Stored data entries

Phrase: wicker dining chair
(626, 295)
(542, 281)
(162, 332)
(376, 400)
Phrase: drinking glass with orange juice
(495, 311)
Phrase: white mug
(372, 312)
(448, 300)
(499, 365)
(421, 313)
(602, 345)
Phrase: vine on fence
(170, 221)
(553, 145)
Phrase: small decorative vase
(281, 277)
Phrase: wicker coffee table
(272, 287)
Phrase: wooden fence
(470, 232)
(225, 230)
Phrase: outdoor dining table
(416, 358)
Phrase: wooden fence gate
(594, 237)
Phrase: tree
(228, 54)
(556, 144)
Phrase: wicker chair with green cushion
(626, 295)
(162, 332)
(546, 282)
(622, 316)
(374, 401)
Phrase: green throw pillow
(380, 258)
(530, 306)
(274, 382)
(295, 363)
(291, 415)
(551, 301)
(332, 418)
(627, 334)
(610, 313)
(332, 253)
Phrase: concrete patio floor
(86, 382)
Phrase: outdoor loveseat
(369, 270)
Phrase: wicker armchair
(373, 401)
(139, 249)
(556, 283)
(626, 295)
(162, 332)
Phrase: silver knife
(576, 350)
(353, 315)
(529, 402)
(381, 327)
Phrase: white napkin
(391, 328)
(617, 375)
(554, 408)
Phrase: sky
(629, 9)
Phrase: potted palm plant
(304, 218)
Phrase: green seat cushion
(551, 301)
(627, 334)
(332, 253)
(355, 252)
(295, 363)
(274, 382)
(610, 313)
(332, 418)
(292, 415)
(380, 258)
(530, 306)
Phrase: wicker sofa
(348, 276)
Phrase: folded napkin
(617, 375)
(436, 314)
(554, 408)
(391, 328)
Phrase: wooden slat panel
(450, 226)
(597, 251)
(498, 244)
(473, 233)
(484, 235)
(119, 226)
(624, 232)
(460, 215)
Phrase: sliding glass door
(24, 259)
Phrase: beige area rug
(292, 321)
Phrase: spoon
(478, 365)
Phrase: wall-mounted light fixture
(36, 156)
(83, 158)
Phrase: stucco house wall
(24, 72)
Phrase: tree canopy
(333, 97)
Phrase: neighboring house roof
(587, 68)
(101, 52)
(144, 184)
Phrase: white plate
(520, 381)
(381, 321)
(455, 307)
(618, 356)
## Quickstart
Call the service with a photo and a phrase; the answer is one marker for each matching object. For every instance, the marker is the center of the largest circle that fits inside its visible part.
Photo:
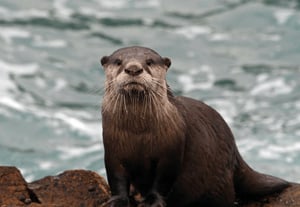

* Task requirements
Please write out exactly the lines starting at the one that contains "Phrase: sky" and ending with the final line of the entries, both ends included. Do not write out any pictures.

* Solution for this problem
Phrase: sky
(629, 9)
Phrase: potted palm plant
(304, 218)
Phrase: green seat cushion
(551, 301)
(627, 334)
(332, 253)
(355, 252)
(295, 363)
(274, 382)
(610, 313)
(332, 418)
(292, 415)
(380, 258)
(530, 306)
Phrase: wicker sofa
(348, 276)
Phrase: folded napkin
(617, 375)
(436, 314)
(554, 408)
(391, 328)
Phrase: wooden slat panel
(450, 226)
(597, 251)
(498, 244)
(473, 233)
(484, 235)
(119, 226)
(624, 232)
(460, 215)
Phrase: sliding glass door
(24, 259)
Phrase: beige area rug
(292, 321)
Phrase: spoon
(478, 365)
Phrase: wall-mounted light fixture
(36, 156)
(83, 158)
Phrase: stucco house wall
(24, 72)
Phrase: tree canopy
(333, 97)
Phrase: neighboring house roof
(587, 68)
(101, 52)
(144, 184)
Phrase: white plate
(520, 381)
(381, 321)
(455, 307)
(618, 356)
## Quickstart
Call the service with a photo and a phrase; the answer is one marker for each matching object. For every instance, the marker is the center of the largest circle that fits inside its visible part.
Photo:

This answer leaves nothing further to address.